* EXERCISE *
What follows is a set of records; restate each one word for word and drop the pictures.
++++ RECORD EXTRACTS
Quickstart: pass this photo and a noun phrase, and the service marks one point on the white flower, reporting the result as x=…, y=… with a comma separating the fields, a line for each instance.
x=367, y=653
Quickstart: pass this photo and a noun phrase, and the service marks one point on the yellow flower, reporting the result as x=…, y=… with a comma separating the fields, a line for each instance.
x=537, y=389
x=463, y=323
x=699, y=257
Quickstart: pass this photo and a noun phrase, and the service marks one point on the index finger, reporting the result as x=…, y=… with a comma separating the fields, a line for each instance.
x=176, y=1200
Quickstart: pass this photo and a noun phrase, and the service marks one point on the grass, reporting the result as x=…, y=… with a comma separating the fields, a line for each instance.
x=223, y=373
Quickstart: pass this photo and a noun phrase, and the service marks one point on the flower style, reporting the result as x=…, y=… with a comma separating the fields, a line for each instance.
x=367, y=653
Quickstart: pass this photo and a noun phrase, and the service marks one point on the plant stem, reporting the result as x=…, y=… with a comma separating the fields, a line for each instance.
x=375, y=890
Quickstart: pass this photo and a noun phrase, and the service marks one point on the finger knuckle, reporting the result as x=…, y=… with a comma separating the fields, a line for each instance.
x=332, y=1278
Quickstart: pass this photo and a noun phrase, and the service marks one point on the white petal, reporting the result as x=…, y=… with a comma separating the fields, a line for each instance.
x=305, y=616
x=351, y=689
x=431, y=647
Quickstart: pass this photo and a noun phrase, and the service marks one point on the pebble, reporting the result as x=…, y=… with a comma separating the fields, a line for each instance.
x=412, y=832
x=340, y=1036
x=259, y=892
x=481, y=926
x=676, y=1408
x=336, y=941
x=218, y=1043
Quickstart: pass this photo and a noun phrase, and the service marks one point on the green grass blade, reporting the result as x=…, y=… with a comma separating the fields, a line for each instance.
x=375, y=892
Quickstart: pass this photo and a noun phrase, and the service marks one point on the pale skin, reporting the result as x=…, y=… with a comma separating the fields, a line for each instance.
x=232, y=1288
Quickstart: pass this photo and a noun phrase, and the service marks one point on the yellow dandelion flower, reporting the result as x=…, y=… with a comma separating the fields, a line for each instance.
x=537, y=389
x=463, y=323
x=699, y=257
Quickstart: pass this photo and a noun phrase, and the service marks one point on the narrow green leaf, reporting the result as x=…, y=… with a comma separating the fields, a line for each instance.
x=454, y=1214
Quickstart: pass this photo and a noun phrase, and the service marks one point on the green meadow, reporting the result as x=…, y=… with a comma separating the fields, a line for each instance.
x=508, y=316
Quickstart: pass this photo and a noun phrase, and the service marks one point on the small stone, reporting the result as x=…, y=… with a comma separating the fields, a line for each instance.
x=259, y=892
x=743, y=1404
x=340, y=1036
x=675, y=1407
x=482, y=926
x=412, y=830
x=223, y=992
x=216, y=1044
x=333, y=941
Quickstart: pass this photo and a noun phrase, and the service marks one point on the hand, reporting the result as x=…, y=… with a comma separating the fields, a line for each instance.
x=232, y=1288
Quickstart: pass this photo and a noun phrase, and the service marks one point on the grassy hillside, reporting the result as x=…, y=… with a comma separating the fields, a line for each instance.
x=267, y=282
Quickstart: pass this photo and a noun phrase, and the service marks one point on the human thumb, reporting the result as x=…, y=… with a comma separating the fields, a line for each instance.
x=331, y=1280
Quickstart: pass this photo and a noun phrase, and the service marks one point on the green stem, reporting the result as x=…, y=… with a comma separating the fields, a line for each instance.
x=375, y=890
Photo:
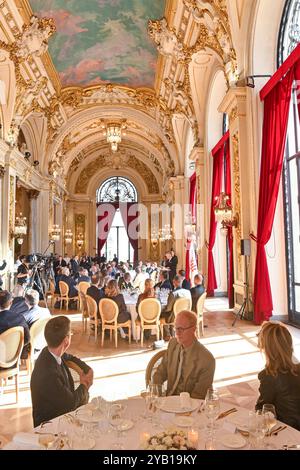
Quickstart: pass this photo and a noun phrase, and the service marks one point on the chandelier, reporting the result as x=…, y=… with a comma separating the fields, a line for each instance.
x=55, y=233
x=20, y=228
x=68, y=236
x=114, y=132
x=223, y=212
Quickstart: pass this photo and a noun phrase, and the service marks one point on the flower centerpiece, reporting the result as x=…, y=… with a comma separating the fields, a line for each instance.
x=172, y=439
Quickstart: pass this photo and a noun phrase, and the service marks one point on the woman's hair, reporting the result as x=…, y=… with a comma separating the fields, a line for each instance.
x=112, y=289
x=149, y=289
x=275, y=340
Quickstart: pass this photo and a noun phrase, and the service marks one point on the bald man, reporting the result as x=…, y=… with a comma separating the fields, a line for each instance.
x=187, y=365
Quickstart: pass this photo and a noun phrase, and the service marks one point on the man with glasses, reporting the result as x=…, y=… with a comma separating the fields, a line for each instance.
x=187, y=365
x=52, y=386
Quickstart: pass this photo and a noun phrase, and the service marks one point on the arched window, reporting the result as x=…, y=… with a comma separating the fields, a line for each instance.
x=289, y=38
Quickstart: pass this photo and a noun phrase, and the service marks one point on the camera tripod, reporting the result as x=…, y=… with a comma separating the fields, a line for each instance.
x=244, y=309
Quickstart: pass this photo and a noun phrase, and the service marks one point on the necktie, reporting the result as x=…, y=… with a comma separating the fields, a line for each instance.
++++++++
* ANSWER FOR THE TASK *
Quickstart: pass this photo and a noun phrase, and the service marks one point on the white flower, reporting the result as x=…, y=… with a comma separating the fields, a line for each instance.
x=367, y=653
Quickstart: pass this photo and a noun phrase, and the service marks one point on the yellow flower, reporting the result as x=…, y=… with a comma separating the fields, a line for each instance.
x=537, y=389
x=463, y=323
x=699, y=257
Quickstart: pass this photo and a noun phrase, and the service marks one point on the index finger, reporting the result as x=…, y=… with a comma separating the fields, a line for each instance.
x=176, y=1200
Quickstart: pass this photo and a noun phrase, and the service marks one point on the grass, reporting the result as x=…, y=… with a comma separating the fields, a line for each instance.
x=223, y=373
Quickstart: pass this photo and a noun phrase, and the service marks one point on the flower style, reporting the result as x=…, y=… with a comma separating the fields, a line for each instance.
x=367, y=653
Quickstart: pass this photo and a noun phrase, and the service marks one point on the plant stem, reporting the result as x=…, y=… with a comma separating the fields, a line for each instance.
x=375, y=890
Quickstart: pass this photo and a noun phrase, and the service marks one point on the finger knuckle, reporting the result as x=…, y=… with a comma separating the fields, a line for each instance.
x=332, y=1278
Quickstart: pass this photo and a noun phrase, and the service marks one point on the white petal, reporting the result as x=…, y=… with a comma separating the fields, a line for each instance.
x=305, y=616
x=351, y=689
x=431, y=647
Quickstart: pass this photo and a noun phrase, and the service marks one point on the pebble, reporting the result as x=…, y=… with a comma separating the fields, a line for each instance.
x=412, y=832
x=340, y=1036
x=259, y=892
x=481, y=926
x=676, y=1408
x=336, y=941
x=218, y=1043
Quickstart: pass this photo and a noun phrase, and the service marks one point on the green grass blade, reporting the result as x=…, y=… with a comma separating the fields, a line for each instance.
x=375, y=892
Quickstart: pass this photo and a noun phrase, and the service marks one point on the pale skin, reporting the result as x=…, y=… with a comma separating the fields, a line for each instance.
x=232, y=1288
Quickstart: pass this photo and a noun phrase, and the service marks one point on the yellow dandelion flower, reporting the result as x=…, y=… with a comma separating the fields, a line for each instance.
x=537, y=389
x=463, y=323
x=699, y=257
Quickstart: pass this photo and a noun phrase, and the service marks one point on the narrow green leaf, reporting the result as x=…, y=… with a comma separating the fields, a line for each instance.
x=454, y=1214
Quickstart: pass this photo and a noun phrase, and the service marks one point on the green meadow, reporting the result as x=…, y=… with a comma separating the fields, a line for each instance.
x=508, y=316
Quickstart: pass this photo and a noun phrase, and the service marks one point on the small stone, reporting the result as x=…, y=… with a comma separating the fields, a line for each instance.
x=259, y=892
x=743, y=1404
x=340, y=1036
x=675, y=1407
x=482, y=926
x=412, y=830
x=223, y=992
x=216, y=1044
x=333, y=941
Quickstart: pass this photo and a noun phrase, and the service marks one point on the hand, reporting the result as x=…, y=… with a comma separating the fields, a line for each instance.
x=232, y=1288
Quickstart: pass this photo and a noun phrase, and the service marks one point on the grassy hillside, reporting the result as x=…, y=… with a comma separating the fields, a line for each instance.
x=267, y=282
Quickstart: pass this photo and a noun phrase, and the service marks one point on the human thumb, reporting the result as x=…, y=… with a comma separating the fields, a line for each instance.
x=331, y=1280
Quickstart: pass this photo and a noun phrase, and the service marks one point on the green stem, reporting the result as x=…, y=… with a comma separating the fields, a line for each instance.
x=375, y=890
Photo:
Quickstart: pass this photo and a noun phrase, and the service marks one point on the chandelier, reporting the result as x=…, y=… with a comma separating the fields, a line for each instance.
x=55, y=233
x=20, y=228
x=68, y=236
x=114, y=132
x=223, y=212
Quickstart: pass this photo and a noun phrase, and the service marks one point on the flower centerpiece, reporting the result as x=…, y=… with a comma separating the fields, a line for each instance.
x=172, y=439
Quickstart: pass this photo and a noun phrase, and the service marks one point on the woman's hair, reporting the result as x=…, y=… with a comma separating the fields, a line for each instance.
x=112, y=289
x=149, y=289
x=275, y=340
Quickstart: pass this photo and a noun phrase, and the service marks one point on the bald man, reporting the result as x=…, y=… with a comma separating the fields, a line for each instance.
x=187, y=365
Quickstart: pass this photo and a noun phrase, and the service marks one point on the man with glasses, reporting the result as x=…, y=… with a comma separating the fields, a line for each instance.
x=187, y=365
x=52, y=386
Quickstart: pass this photo and a noun phrase, and the service marks one point on the arched window, reporting the result as x=…, y=… with a comma separating the fields, a line for each instance.
x=289, y=38
Quickstart: pass this photo and a noun phrase, and the service marks one point on the camera tripod, reporting the result as x=…, y=… with a comma separating the fields, a line for each instance.
x=244, y=309
Quickstart: pass this photo and a noun phrase, and the service marks one point on the necktie, reporting the result as x=…, y=… with a comma separating the fields, a line for each instance.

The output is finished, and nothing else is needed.